- Exercise prompt -
Every record shown below is to be output exactly.

- Input records -
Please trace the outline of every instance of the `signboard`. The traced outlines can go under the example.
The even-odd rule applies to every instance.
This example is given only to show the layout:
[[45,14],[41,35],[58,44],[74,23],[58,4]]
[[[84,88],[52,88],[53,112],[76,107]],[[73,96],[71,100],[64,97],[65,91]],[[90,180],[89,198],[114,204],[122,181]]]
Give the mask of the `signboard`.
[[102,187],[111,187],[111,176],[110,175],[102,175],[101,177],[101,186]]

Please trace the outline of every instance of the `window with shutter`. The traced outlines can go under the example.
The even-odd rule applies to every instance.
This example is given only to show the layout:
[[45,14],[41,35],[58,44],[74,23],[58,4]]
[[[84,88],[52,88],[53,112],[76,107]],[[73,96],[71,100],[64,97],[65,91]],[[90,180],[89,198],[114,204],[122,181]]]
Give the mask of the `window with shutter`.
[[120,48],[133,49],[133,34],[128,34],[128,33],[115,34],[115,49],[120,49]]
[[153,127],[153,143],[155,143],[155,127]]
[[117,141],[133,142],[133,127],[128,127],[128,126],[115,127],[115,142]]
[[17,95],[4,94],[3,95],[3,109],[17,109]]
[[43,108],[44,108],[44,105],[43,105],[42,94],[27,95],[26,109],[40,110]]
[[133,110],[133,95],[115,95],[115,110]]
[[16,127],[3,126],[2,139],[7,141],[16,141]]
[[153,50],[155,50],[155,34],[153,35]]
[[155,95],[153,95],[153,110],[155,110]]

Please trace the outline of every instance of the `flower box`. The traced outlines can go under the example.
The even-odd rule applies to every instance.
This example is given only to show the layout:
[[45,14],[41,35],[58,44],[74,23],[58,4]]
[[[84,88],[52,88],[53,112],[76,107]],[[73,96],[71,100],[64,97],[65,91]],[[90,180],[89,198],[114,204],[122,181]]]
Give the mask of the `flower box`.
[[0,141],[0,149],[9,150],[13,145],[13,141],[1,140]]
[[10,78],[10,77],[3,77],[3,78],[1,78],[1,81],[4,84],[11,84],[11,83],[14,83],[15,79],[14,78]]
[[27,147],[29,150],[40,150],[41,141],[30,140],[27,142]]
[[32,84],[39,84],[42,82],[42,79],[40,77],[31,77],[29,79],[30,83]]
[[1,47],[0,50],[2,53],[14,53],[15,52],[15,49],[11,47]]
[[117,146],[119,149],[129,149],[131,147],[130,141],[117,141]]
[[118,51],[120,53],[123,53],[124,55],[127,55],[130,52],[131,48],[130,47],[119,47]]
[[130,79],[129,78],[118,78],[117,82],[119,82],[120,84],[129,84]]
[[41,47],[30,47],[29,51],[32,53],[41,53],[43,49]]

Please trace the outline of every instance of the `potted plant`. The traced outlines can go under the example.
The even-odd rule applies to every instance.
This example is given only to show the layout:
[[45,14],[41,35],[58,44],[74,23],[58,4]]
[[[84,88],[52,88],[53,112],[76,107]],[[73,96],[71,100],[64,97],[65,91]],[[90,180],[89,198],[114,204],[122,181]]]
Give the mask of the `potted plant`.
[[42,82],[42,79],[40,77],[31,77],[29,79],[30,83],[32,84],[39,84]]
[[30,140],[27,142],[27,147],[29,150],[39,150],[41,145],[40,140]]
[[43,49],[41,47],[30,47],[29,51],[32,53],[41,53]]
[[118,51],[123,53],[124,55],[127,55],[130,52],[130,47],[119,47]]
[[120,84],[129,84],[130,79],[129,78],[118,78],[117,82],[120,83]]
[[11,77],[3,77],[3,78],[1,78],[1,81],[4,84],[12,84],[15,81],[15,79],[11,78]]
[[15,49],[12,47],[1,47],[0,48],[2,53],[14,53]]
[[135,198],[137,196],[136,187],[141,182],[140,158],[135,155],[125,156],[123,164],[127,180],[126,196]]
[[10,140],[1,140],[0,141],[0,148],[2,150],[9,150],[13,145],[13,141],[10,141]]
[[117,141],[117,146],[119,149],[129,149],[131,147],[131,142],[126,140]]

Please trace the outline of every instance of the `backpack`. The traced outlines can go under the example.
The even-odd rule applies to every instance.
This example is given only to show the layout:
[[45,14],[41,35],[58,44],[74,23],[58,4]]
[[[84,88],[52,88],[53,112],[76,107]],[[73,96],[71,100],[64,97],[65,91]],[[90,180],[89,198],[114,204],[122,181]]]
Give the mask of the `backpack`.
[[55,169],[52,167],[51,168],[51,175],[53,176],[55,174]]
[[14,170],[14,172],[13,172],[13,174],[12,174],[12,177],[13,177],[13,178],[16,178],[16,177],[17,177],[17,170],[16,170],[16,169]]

- Written reply -
Please trace the outline of every instance of the `signboard`. The traced outlines can go under the example.
The even-odd rule applies to every instance.
This example is given only to show the layout:
[[45,14],[41,35],[58,44],[74,23],[58,4]]
[[[84,88],[52,88],[53,112],[76,107]],[[73,96],[71,100],[64,97],[65,91]],[[90,180],[89,198],[114,204],[122,181]]]
Give the mask of the `signboard`.
[[102,187],[111,187],[111,176],[110,175],[102,175],[101,177],[101,186]]

Please trace the outline of every instance of the `window with shutter`. The traced outlines can go under the example.
The even-odd rule applies to every instance.
This example is given only to show the layout:
[[45,14],[41,35],[58,44],[74,23],[58,4]]
[[[84,88],[52,88],[53,112],[76,107]],[[73,96],[71,100],[64,97],[65,91]],[[90,180],[89,198],[114,204],[122,181]]]
Give the mask of the `window with shutter`.
[[120,48],[133,49],[133,34],[128,34],[128,33],[115,34],[115,49],[120,49]]
[[153,127],[153,143],[155,143],[155,127]]
[[117,141],[133,142],[133,127],[128,127],[128,126],[115,127],[115,142]]
[[17,95],[4,94],[3,95],[3,109],[17,109]]
[[43,108],[44,108],[44,105],[43,105],[42,94],[27,95],[26,109],[40,110]]
[[133,110],[133,95],[115,95],[115,110]]
[[16,127],[3,126],[2,139],[7,141],[16,141]]
[[153,50],[155,50],[155,34],[153,35]]
[[155,95],[153,95],[153,110],[155,110]]

Please trace the outline of every instance of the `flower box`. The traced outlines can go under the example.
The even-odd rule applies to every instance.
This example is given only to show the layout:
[[45,14],[41,35],[58,44],[74,23],[58,4]]
[[[84,88],[52,88],[53,112],[76,107]],[[73,96],[71,100],[64,97],[65,91]],[[90,180],[89,198],[114,204],[122,181]]]
Give the mask of the `flower box`.
[[0,141],[0,149],[9,150],[13,145],[13,141],[1,140]]
[[10,78],[10,77],[3,77],[3,78],[1,78],[1,81],[4,84],[11,84],[11,83],[14,83],[15,79],[14,78]]
[[27,147],[29,150],[40,150],[41,141],[30,140],[27,142]]
[[32,84],[39,84],[42,82],[42,79],[40,77],[31,77],[29,79],[30,83]]
[[1,47],[0,50],[2,53],[14,53],[15,52],[15,49],[11,47]]
[[117,146],[119,149],[129,149],[131,147],[130,141],[117,141]]
[[118,51],[120,53],[123,53],[124,55],[127,55],[130,52],[131,48],[130,47],[119,47]]
[[130,79],[129,78],[118,78],[117,82],[119,82],[120,84],[129,84]]
[[41,47],[30,47],[29,51],[32,53],[41,53],[43,49]]

Please trace the outline of every instance of the `potted plant`. The traced outlines can go under the example.
The even-odd rule applies to every instance.
This example is given only to show the layout:
[[45,14],[41,35],[58,44],[74,23],[58,4]]
[[[84,88],[52,88],[53,112],[76,107]],[[73,96],[71,100],[64,97],[65,91]],[[90,180],[89,198],[114,204],[122,181]]]
Give the mask of the `potted plant`.
[[42,82],[42,79],[40,77],[31,77],[29,79],[30,83],[32,84],[39,84]]
[[30,140],[27,142],[27,147],[29,150],[39,150],[41,145],[40,140]]
[[43,49],[41,47],[30,47],[29,51],[32,53],[41,53]]
[[118,51],[123,53],[124,55],[127,55],[130,52],[130,47],[119,47]]
[[120,84],[129,84],[130,79],[129,78],[118,78],[117,82],[120,83]]
[[11,77],[3,77],[3,78],[1,78],[1,81],[4,84],[12,84],[15,81],[15,79],[11,78]]
[[15,49],[12,47],[1,47],[0,48],[2,53],[14,53]]
[[135,198],[137,196],[136,187],[141,182],[140,158],[135,155],[125,156],[123,164],[127,180],[126,196]]
[[10,140],[1,140],[0,141],[0,148],[2,150],[9,150],[13,145],[13,141],[10,141]]
[[117,141],[117,146],[119,149],[129,149],[131,147],[131,142],[126,140]]

Please trace the outline of every instance of the `backpack`. The traced outlines can go under the example.
The even-odd rule applies to every instance.
This example is given only to show the layout:
[[45,14],[41,35],[58,44],[74,23],[58,4]]
[[[84,88],[52,88],[53,112],[76,107]],[[73,96],[71,100],[64,97],[65,91]],[[90,180],[89,198],[114,204],[122,181]]]
Give the mask of the `backpack`.
[[55,169],[52,167],[51,168],[51,175],[53,176],[55,174]]
[[14,170],[14,172],[13,172],[13,174],[12,174],[12,177],[13,177],[13,178],[16,178],[16,177],[17,177],[17,170],[16,170],[16,169]]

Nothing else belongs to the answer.